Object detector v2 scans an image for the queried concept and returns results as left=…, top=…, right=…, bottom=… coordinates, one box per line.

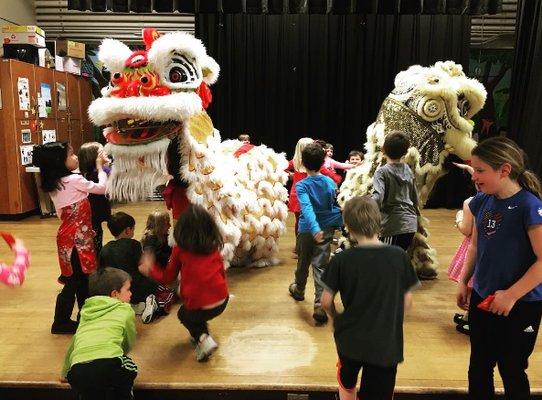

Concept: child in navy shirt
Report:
left=457, top=137, right=542, bottom=399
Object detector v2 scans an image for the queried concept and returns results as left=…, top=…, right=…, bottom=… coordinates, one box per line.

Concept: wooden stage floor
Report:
left=0, top=202, right=541, bottom=395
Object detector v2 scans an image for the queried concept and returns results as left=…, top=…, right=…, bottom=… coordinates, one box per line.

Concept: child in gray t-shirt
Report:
left=372, top=131, right=419, bottom=250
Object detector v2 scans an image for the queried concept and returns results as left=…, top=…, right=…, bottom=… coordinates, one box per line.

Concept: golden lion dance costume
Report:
left=338, top=61, right=487, bottom=278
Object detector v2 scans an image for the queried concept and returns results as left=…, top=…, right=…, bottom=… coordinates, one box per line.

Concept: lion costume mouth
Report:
left=104, top=119, right=183, bottom=145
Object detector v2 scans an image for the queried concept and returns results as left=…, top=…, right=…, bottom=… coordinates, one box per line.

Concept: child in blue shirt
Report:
left=457, top=137, right=542, bottom=399
left=288, top=143, right=342, bottom=324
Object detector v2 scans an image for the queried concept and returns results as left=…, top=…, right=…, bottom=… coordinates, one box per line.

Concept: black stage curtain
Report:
left=197, top=13, right=470, bottom=162
left=508, top=0, right=542, bottom=178
left=68, top=0, right=502, bottom=14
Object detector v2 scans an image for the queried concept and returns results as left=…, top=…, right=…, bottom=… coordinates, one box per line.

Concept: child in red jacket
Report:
left=140, top=204, right=228, bottom=362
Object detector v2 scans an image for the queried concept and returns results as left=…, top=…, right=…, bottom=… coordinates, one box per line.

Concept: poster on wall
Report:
left=17, top=77, right=30, bottom=111
left=21, top=129, right=32, bottom=144
left=40, top=83, right=52, bottom=116
left=56, top=82, right=67, bottom=111
left=20, top=145, right=34, bottom=166
left=37, top=94, right=47, bottom=118
left=42, top=130, right=56, bottom=144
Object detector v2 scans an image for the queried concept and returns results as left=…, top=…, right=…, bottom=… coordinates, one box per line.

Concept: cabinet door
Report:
left=79, top=78, right=94, bottom=143
left=56, top=117, right=70, bottom=144
left=67, top=73, right=81, bottom=120
left=14, top=119, right=38, bottom=212
left=9, top=60, right=36, bottom=120
left=69, top=119, right=82, bottom=153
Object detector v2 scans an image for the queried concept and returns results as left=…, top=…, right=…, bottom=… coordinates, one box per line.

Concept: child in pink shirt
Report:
left=33, top=141, right=108, bottom=334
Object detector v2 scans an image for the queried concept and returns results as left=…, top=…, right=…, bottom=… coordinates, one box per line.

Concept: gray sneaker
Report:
left=312, top=304, right=328, bottom=324
left=141, top=294, right=158, bottom=324
left=195, top=334, right=218, bottom=362
left=288, top=283, right=305, bottom=301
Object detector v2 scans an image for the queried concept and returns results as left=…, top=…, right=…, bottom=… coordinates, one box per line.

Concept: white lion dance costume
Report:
left=338, top=61, right=487, bottom=278
left=89, top=29, right=289, bottom=268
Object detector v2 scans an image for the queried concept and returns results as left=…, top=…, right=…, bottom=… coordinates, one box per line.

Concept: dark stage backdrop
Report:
left=197, top=13, right=470, bottom=160
left=508, top=0, right=542, bottom=178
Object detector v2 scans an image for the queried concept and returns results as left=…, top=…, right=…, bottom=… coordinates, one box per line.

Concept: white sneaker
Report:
left=131, top=302, right=146, bottom=315
left=195, top=334, right=218, bottom=362
left=141, top=294, right=158, bottom=324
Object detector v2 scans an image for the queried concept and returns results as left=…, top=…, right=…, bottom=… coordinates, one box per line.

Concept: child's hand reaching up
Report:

What you have to do:
In the copy, each entry above must match exactly, and no picture may be carried over.

Task solution:
Object detector v2 scans an image for the queried concept and returns results as left=…, top=…, right=…, bottom=… coordinates, one box per line.


Concept: child in navy shirt
Report:
left=457, top=137, right=542, bottom=399
Object detector v2 scans an image for the queried concept and returns results as left=…, top=…, right=…, bottom=… coordinates, one box per line.

Concept: wooden stage floor
Report:
left=0, top=202, right=541, bottom=395
Object detector v2 scans an image for the queried concept and returns results as left=…, top=…, right=…, bottom=… coordinates, one box per line.

Concept: child in gray t-shirt
Report:
left=372, top=131, right=419, bottom=250
Object detector v2 scans an image for the queried concept and returns results as left=…, top=…, right=…, bottom=… coordinates, one box per line.

Concept: golden lion dance costume
Report:
left=338, top=61, right=487, bottom=278
Object detector v2 scans an image for the queried concept and returns results as left=…, top=…, right=…, bottom=… coordinates, one box per line.

Concept: lion costume mouth
Report:
left=104, top=119, right=183, bottom=145
Object detector v2 scans an image for the queried concept and returns results as left=…, top=…, right=…, bottom=… coordinates, one box per line.

Concept: child in blue shirt
Report:
left=457, top=137, right=542, bottom=399
left=288, top=143, right=342, bottom=324
Object detector v2 scans an image for the queried concept and returns results as left=…, top=…, right=…, bottom=… coordinates, one box per line.

Concept: black stage curtain
Report:
left=197, top=13, right=470, bottom=162
left=508, top=0, right=542, bottom=178
left=68, top=0, right=502, bottom=14
Object detector v2 scans an image for the queried concept and returns results as left=…, top=…, right=…, bottom=… coordinates, one box per line.

Concept: child in red jacket
Report:
left=140, top=204, right=228, bottom=362
Object detector v2 scans an image for the queried concept and returns results as left=…, top=…, right=…, bottom=… coordinates, one box per line.

Concept: poster on wall
Report:
left=17, top=77, right=30, bottom=111
left=21, top=129, right=32, bottom=144
left=40, top=83, right=52, bottom=116
left=56, top=82, right=67, bottom=111
left=20, top=145, right=34, bottom=166
left=37, top=94, right=47, bottom=118
left=42, top=130, right=56, bottom=144
Object detector v2 scans an image for the queried concept and returns results as left=…, top=…, right=…, bottom=… coordinates, one box per line.

Concept: cabinet door
Report:
left=79, top=78, right=94, bottom=143
left=56, top=117, right=70, bottom=144
left=67, top=73, right=81, bottom=120
left=14, top=119, right=38, bottom=212
left=9, top=60, right=36, bottom=120
left=69, top=119, right=82, bottom=153
Object detector v2 scans an image for the queried concept and returns results as left=…, top=…, right=…, bottom=… coordinates, one box per line.

Concept: child in pink shirt
Report:
left=33, top=141, right=108, bottom=334
Object detector v2 scans an image for the queried concept and returns results as left=…, top=…, right=…, bottom=… coordinates, one box per line.

Concept: gray sneaker
Report:
left=312, top=304, right=328, bottom=324
left=141, top=294, right=158, bottom=324
left=195, top=334, right=218, bottom=362
left=288, top=283, right=305, bottom=301
Object detector v2 scans an image for the queried concept and returns results as left=…, top=…, right=…, bottom=… coordinates, one box per line.

Concept: white lion dance costume
Report:
left=338, top=61, right=487, bottom=278
left=89, top=29, right=289, bottom=268
Object detector v2 scans an image for the queried concept and returns results as left=…, top=…, right=…, bottom=… coordinates, one box per line.

Concept: dark stage backdrop
Report:
left=197, top=13, right=470, bottom=160
left=508, top=0, right=542, bottom=178
Object detector v2 scans an image for the queried concept and returns results as left=…, top=…, right=…, bottom=… coordinates, one box per line.

Concept: white sneaker
Report:
left=131, top=302, right=146, bottom=315
left=195, top=334, right=218, bottom=362
left=141, top=294, right=158, bottom=324
Object detector v2 scans an image for the queried concept and returns results as left=…, top=…, right=…, bottom=… coordinates, one box per line.

Concept: child's hand reaching up
Report:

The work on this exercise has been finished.